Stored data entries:

━━━━

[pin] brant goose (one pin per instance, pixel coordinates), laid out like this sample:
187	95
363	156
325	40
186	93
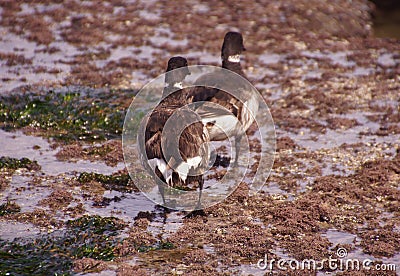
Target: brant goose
219	123
177	154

━━━━

REQUIREMENT: Exactly as written, copy the entries above without their pictures.

TASK RESPONSE:
[pin] brant goose (one pin per instance, pixel coordinates), laid out like this sample:
187	95
363	156
325	40
186	93
Target: brant goose
219	123
177	154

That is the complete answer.